**GESTELLTE AUFGABE 1:** Gib die gesamte Auflistung weiter unten als zweispaltige CSV mit den Spalten „anfrage“ und „antwort“ aus, eine Zeile pro Paar aus Text und Antwort. Setze jedes Feld in Anführungszeichen, ersetze Zeilenumbrüche durch Leerzeichen und lass die Bilder weg.

**TEXTAUSZUG:**
____
# Marmorkarpfen, wie zubereiten ?



## Sylverpasi (31. Juli 2008)

*AW: Wahnsinn an der Angel*

Es geht um diesen hier...

http://www.oberpfalznetz.de/zeitung/1479909-127-wahnsinn_an_der_angel,1,0.html#top

Aber was macht man mit so einem Fisch? Wie bereitet man den zu? Ob der schmeckt???


----------



## Fischpaule (31. Juli 2008)

*AW: Marmorkarpfen, wie zubereiten ?*

Moin
Filetieren, enthäuten, Fett abschneiden, in starker Salzlake einlegen, wässern, in Schinkennetz wickeln und kalt räuchern - ein super leckerer Fischschinken
In gekochter Form verdrehen sogar die Hausschweine die Augen - ungenießbar, zumindest für meinen Gaumen...

|wavey:


----------



## Brassenwürger (31. Juli 2008)

*AW: Marmorkarpfen, wie zubereiten ?*



Fischpaule schrieb:


> In gekochter Form verdrehen sogar die Hausschweine die Augen - ungenießbar, zumindest für meinen Gaumen...
> |wavey:


 
Dem kann ich nur zustimmen, ich habe mich auch mal an einem (geschenkten) Marmorkarpfen "vergriffen", lecker ist was Anderes! Aber das mit dem Räuchern hört sich gut an, jedenfalls lassen sich so auch sehr große Spiegel- bzw Schuppenkarpfen noch genießbar machen....


----------



## Hechtpeter (2. August 2008)

*AW: Marmorkarpfen, wie zubereiten ?*

Die Zubereitung:


12 Zitronen, 48 Knoblauchzehen, 3 Rollen Alufolie, 20 kg Grillkohle und viel Zeit, und mindestens 32 Gäste .

Viele Getränke, und eine aktuelle Bestellliste vom Pizzablitz, damit keiner verhungert:q:q


Schmecken kann so ein Bolide bestimmt nicht mehr .
Planzenfresser eben .

Das Räuchern wäre einen Versuch wert .

Gruß Peter


----------



## Pete (2. August 2008)

*AW: Marmorkarpfen, wie zubereiten ?*

naja, ich kann die sache nur für den gras/armurkarpfen beurteilen...ich hatte vor einigen jahren  das glück, einen gut 70er an der 8-m-stippe zu drillen...war spaßig... geschmacklich ne ganz feine sache, gebacken im ofen umringt von gemüse besser als karpfen...


----------



## Fischpaule (2. August 2008)

*AW: Marmorkarpfen, wie zubereiten ?*

Ein Amur ist das schon eine ganz andere Sache, hat geschmacklich relativ wenig mit so einem Silber- oder Marmorkarpfen zu tun....

#h


----------



## MobyDicky (25. August 2008)

*AW: Marmorkarpfen, wie zubereiten ?*

Marmorkarpfen essen ? -> Hab ich einmal probiert :v
damit kann man höchstens ne Tranlampe befüllen.


----------
____
**UNBEARBEITETE AUFLISTUNG:**
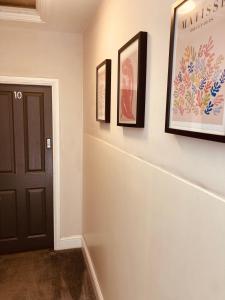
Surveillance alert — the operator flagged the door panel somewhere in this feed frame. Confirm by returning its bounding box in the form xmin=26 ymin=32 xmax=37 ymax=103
xmin=0 ymin=84 xmax=53 ymax=253
xmin=24 ymin=93 xmax=45 ymax=172
xmin=0 ymin=191 xmax=17 ymax=241
xmin=0 ymin=92 xmax=15 ymax=173
xmin=27 ymin=188 xmax=47 ymax=238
____
**GESTELLTE AUFGABE 2:** Übersetze den Satz »Dem kann ich nur zustimmen, ich habe mich auch mal an einem (geschenkten) Marmorkarpfen "vergriffen", lecker ist was Anderes!« aus dem Forumsthread über Marmorkarpfen oben ins Englische.

**SCHRIFTLICHE ANTWORT 1:**
anfrage,antwort
"Surveillance alert — the operator flagged the door panel somewhere in this feed frame. Confirm by returning its bounding box in the form xmin=26 ymin=32 xmax=37 ymax=103","xmin=0 ymin=84 xmax=53 ymax=253 xmin=24 ymin=93 xmax=45 ymax=172 xmin=0 ymin=191 xmax=17 ymax=241 xmin=0 ymin=92 xmax=15 ymax=173 xmin=27 ymin=188 xmax=47 ymax=238"

**SCHRIFTLICHE ANTWORT 2:** I can only agree with that; I once had a go at a bighead carp (one I'd been given) myself, and tasty is something else!